Uit te voeren stappen:
1 - Vat de leestekst samen in twee zinnen.
2 - Druk uit de leestekst alles af van "Inrichting crisisorganisatie" tot en met "Coördinatiecommissie Waterverdeling (LCW)".
··· Leestekst ···
Inrichting crisisorganisatie
Rijkswaterstaat en de waterschappen zijn verantwoordelijk voor de uitvoering van het
waterbeheer in normale en bijzondere omstandigheden. Rijkswaterstaat is verantwoordelijk
voor het nautisch beheer van de hoofdvaarwegen. Provincies zijn dat voor het diepe
grondwaterbeheer en in veel gevallen het nautisch beheer op regionale vaarwegen. Voor
situaties met watertekorten en droogte is een landelijke crisisorganisatie ingericht.
Deze crisisorganisatie bestaat uit drie specifieke overleggen, te weten zes Regionale
Droogte-Overleggen (RDO’en), de Landelijke Coördinatiecommissie Waterverdeling (LCW)
en het Managementteam Watertekorten (MTW). Voorzitter van het MTW is de directeur-generaal
Rijkswaterstaat in haar rol als portefeuillehouder crisisbeheersing voor alle beleidsterreinen
van het Ministerie van Infrastructuur en Waterstaat (IenW). Leden van het MTW zijn
in ieder geval Rijkswaterstaat, de Unie van Waterschappen, het Interprovinciaal Overleg,
het KNMI en van het Ministerie van IenW tevens het Departementaal Coördinatiecentrum
Crisisbeheersing en de Directie Communicatie. Afhankelijk van de situatie kunnen meer
partijen deel uitmaken van het MTW, bijvoorbeeld andere dienstonderdelen van het Ministerie
van IenW, de Vewin namens de drinkwatersector en de ministeries van LNV en EZK daar
waar het watertekort landbouw, natuur of industrie raakt.
··· Fragment uit dataset ···
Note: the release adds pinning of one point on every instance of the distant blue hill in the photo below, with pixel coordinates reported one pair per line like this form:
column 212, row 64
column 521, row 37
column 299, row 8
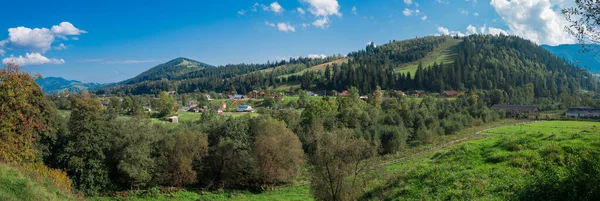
···
Antwoorden bij opdrachten:
1 - Rijkswaterstaat en de waterschappen voeren het waterbeheer uit, terwijl Rijkswaterstaat ook het nautisch beheer van de hoofdvaarwegen verzorgt en provincies verantwoordelijk zijn voor het diepe grondwaterbeheer en vaak voor het nautisch beheer op regionale vaarwegen. Voor watertekorten en droogte bestaat een landelijke crisisorganisatie met zes Regionale Droogte-Overleggen, de Landelijke Coördinatiecommissie Waterverdeling en het Managementteam Watertekorten, dat wordt voorgezeten door de directeur-generaal Rijkswaterstaat en waarin afhankelijk van de situatie meer partijen kunnen deelnemen.

2 -
Inrichting crisisorganisatie
Rijkswaterstaat en de waterschappen zijn verantwoordelijk voor de uitvoering van het
waterbeheer in normale en bijzondere omstandigheden. Rijkswaterstaat is verantwoordelijk
voor het nautisch beheer van de hoofdvaarwegen. Provincies zijn dat voor het diepe
grondwaterbeheer en in veel gevallen het nautisch beheer op regionale vaarwegen. Voor
situaties met watertekorten en droogte is een landelijke crisisorganisatie ingericht.
Deze crisisorganisatie bestaat uit drie specifieke overleggen, te weten zes Regionale
Droogte-Overleggen (RDO’en), de Landelijke Coördinatiecommissie Waterverdeling (LCW)